▶ Records provided:
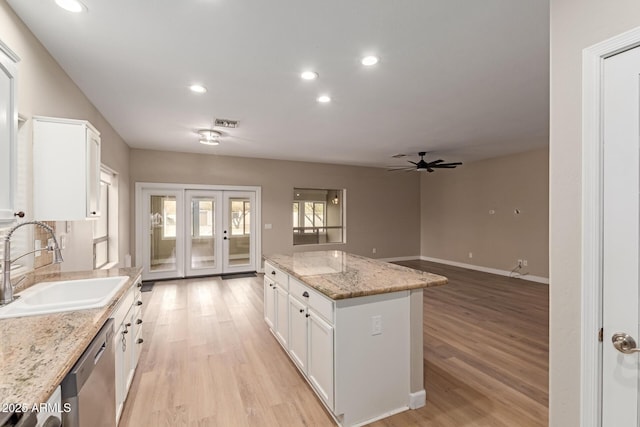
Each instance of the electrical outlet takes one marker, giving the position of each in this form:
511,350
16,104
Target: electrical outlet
376,325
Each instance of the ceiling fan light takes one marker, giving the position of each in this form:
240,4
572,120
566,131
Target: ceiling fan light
209,134
209,142
309,75
197,88
73,6
370,60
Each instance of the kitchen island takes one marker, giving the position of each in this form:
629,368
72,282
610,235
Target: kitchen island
353,327
36,352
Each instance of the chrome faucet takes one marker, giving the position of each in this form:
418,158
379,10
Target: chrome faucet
6,290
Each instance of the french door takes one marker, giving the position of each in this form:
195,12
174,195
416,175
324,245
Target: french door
197,232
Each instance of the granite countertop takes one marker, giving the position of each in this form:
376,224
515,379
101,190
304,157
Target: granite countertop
36,352
340,275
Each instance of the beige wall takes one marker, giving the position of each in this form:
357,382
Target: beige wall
456,219
44,89
575,25
383,209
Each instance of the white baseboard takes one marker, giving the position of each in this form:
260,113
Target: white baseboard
417,399
529,277
400,258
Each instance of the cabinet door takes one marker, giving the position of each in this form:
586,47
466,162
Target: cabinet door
298,332
320,363
8,135
269,303
93,174
282,315
120,349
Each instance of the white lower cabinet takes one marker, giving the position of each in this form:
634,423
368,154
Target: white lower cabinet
282,315
299,333
269,303
355,353
320,357
127,342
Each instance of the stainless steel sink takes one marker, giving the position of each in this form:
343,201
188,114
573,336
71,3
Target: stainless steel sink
66,295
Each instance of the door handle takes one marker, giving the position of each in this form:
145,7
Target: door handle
624,343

▶ Problem statement: Rewrite all of the records above, replacing every "marker" with "dot" and changing nothing else. Leave the pictures out of your version.

▶ Expected answer:
Each instance of the electrical outlet takes one dot, giving the position of each in this form:
511,350
16,104
Target: electrical outlet
376,325
Each instance of the ceiling fan light takes one dot, giving the position of each in this form:
240,4
572,120
566,131
Target: ceiling fan light
209,134
209,142
309,75
197,88
73,6
370,60
Each instance of the kitchen island takes one dot, giving the position of each in this form:
629,368
72,282
610,235
Target: kitchen island
353,327
36,352
Each instance of the chrome faucet takes one dot, giving the position of each in this form:
418,158
379,10
Target: chrome faucet
6,290
Each instance of the french door takes one dot, giving the position of each in this form:
195,12
174,195
416,175
324,245
Target: french door
197,232
Each instance of the granite countertop takes one dot, giving the position of each in this form:
376,224
515,379
101,190
304,157
Target: granite countertop
36,352
340,275
Each instance of the beige wall takes one dot, giving the position of each in this form:
357,382
Target: beige wall
456,219
44,89
575,25
383,209
Each instance of the white baseboard takes one dot, giving the position of each in this form:
260,113
Target: white baseboard
417,399
529,277
400,258
Each instance of the cabinet door takes one dot, giving the position of each in this form:
586,47
466,162
Target: cabinet door
298,332
320,363
8,135
269,303
93,174
282,315
120,349
Each instance of the white lower cabinet takes one dot, giving the position of each in this form:
634,423
368,154
Target: white lower cabinet
282,315
299,333
269,303
355,353
320,357
127,342
Each instance of the stainless steel sink takes one dot, giving the position of each in this form:
343,201
188,114
573,336
71,3
Target: stainless steel sink
66,295
Each instance of the door handle takes one dot, giving the position of each in this form:
145,7
Target: door handle
624,343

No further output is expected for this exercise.